Referring expression data:
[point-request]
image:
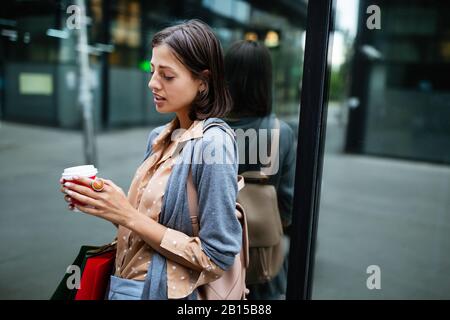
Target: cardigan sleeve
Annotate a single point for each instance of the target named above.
(215, 177)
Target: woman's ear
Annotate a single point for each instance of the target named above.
(205, 76)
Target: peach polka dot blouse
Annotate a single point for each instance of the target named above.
(146, 194)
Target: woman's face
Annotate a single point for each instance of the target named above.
(172, 84)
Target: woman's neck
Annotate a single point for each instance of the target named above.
(184, 121)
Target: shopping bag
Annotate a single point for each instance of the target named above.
(98, 263)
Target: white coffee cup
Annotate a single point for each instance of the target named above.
(89, 171)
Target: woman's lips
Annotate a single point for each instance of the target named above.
(158, 99)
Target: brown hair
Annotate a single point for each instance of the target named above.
(249, 77)
(196, 46)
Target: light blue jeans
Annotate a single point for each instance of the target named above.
(124, 289)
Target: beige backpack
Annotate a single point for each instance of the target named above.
(265, 229)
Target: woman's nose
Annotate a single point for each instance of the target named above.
(153, 83)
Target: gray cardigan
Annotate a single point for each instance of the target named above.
(216, 183)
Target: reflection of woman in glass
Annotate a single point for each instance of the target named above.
(249, 74)
(157, 255)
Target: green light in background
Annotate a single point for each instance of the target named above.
(145, 66)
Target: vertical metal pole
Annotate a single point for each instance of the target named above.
(85, 93)
(311, 140)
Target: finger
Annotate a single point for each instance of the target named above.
(86, 181)
(88, 210)
(87, 191)
(112, 184)
(82, 198)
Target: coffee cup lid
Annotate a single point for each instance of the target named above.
(86, 170)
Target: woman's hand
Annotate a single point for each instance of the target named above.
(110, 204)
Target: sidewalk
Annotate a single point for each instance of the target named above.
(39, 237)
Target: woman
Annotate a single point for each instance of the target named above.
(157, 256)
(249, 75)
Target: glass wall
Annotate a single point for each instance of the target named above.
(385, 212)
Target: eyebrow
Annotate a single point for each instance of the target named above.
(163, 67)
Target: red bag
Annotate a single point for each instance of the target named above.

WHAT TO WORK ON: Which of the lines above carry the string "coffee"? Copy every one.

FINISHED TASK:
Target: white coffee cup
Target: coffee cup lid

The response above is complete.